Restate the records below word for word.

::: Task inputs

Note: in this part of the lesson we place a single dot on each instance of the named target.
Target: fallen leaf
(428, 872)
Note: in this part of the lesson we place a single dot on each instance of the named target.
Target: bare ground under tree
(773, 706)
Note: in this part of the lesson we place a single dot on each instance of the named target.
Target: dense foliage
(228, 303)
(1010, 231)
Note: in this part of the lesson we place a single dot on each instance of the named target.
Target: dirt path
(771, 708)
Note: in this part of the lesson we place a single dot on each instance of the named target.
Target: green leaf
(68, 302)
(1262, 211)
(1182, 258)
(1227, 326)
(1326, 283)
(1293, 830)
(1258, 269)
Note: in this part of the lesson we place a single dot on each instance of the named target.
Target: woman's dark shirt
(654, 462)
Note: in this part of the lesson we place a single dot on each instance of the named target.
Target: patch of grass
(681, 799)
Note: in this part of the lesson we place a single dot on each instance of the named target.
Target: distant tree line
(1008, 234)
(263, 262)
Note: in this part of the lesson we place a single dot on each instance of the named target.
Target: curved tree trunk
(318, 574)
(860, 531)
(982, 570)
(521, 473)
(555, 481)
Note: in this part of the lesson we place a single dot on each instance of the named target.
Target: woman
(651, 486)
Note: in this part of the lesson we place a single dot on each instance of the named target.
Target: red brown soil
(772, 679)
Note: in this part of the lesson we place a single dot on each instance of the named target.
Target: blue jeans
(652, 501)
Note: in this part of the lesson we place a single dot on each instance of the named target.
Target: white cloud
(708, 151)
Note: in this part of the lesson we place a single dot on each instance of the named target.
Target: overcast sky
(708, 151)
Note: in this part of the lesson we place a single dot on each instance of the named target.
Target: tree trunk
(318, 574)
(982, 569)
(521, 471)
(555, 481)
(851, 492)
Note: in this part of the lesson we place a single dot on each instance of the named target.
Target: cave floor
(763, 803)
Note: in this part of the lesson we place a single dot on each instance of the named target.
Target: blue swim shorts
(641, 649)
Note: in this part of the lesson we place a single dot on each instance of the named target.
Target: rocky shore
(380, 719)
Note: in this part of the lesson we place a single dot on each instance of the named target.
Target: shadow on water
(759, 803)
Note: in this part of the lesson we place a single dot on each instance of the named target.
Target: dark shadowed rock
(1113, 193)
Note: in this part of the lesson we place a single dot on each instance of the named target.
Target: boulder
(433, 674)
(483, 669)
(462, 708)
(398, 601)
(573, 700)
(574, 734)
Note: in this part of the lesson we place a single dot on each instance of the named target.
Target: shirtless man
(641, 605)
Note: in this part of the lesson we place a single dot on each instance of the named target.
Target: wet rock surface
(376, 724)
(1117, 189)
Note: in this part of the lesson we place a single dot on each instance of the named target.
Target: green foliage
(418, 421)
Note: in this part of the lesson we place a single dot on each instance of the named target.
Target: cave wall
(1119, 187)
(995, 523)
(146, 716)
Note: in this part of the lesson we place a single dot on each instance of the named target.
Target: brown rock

::::::

Result of the exercise:
Note: in this part of the lesson we place a single dot on each instance of the named target.
Target: fallen leaf
(428, 872)
Note: in this part of the lesson we place a single dot on each instance of the named target.
Target: bare ground under tree
(773, 706)
Note: in this part of the lesson we place a single dot on each instance of the named target.
Target: dense foliage
(228, 303)
(1010, 231)
Note: in this part of the lesson we place a single dot on each instance of the named target.
Target: dirt path
(771, 708)
Note: in this part of the lesson we place a single dot on each instance of the named target.
Target: green leaf
(68, 302)
(1262, 211)
(1182, 258)
(1227, 326)
(1326, 283)
(1293, 830)
(1258, 269)
Note: in this part of the lesson we place a single dot on each instance of the named target.
Target: woman's dark shirt
(654, 462)
Note: in this part of the lesson we place a single dot on each instance of the named target.
Target: patch of grass
(681, 799)
Note: in this part of the lesson we place a single dot on each instance of the named target.
Target: distant tree line
(1008, 234)
(263, 262)
Note: in this part of the lesson we place a single dot on each instance of the named target.
Target: curved tree trunk
(318, 574)
(860, 531)
(982, 570)
(521, 473)
(555, 481)
Note: in this part of the lesson we place a single dot on each instance of the named target.
Target: woman
(651, 486)
Note: in this part of the lesson we place a single dot on each instance of the named target.
Target: red brown soil
(772, 679)
Note: in this part of the lesson we place a single dot on each instance of the named target.
Target: blue jeans
(652, 501)
Note: in this part of the lesson we place a single dot on each instance of the named target.
Target: white cloud
(708, 151)
Note: in this part of the lesson we place a single dot on each instance of the named target.
Target: overcast sky
(708, 151)
Note: in this part of the lesson we place a single dot on each instance of the named target.
Target: tree trunk
(318, 574)
(982, 569)
(521, 471)
(555, 481)
(851, 492)
Note: in this part of the lesson we place a single dot on each instance of the named target.
Target: cave floor
(763, 803)
Note: in this part of the lesson we place a single dot on each instance of the named target.
Target: blue swim shorts
(641, 649)
Note: in this part of the lesson we place a single dot on each instance of the named target.
Target: rocky shore
(380, 719)
Note: in this part of the lesson we place a single dot on each instance of the named target.
Target: shadow on water
(759, 803)
Note: in this part of the lesson we place a single dot on each instance of the named target.
Target: dark shadowed rock
(1113, 193)
Note: in this part of the lesson we place a single dot on each instance of the named target.
Target: boulder
(433, 674)
(483, 669)
(462, 708)
(398, 601)
(573, 700)
(574, 734)
Note: in this part of the lesson we place a single dot on each instance of the named target.
Target: shirtless man
(641, 605)
Note: in this part of the lesson we place a single dot on each instance of the named target.
Target: wet rock surface
(376, 724)
(1117, 189)
Note: in this part of the lesson we place a single dot on each instance of the named target.
Target: green foliage
(418, 421)
Note: in this part of the lesson we place a single dot on each instance of the named target.
Target: cave wall
(1119, 187)
(995, 523)
(146, 716)
Note: in this part of the lesson we place a single dot on each instance of the named target.
Target: brown rock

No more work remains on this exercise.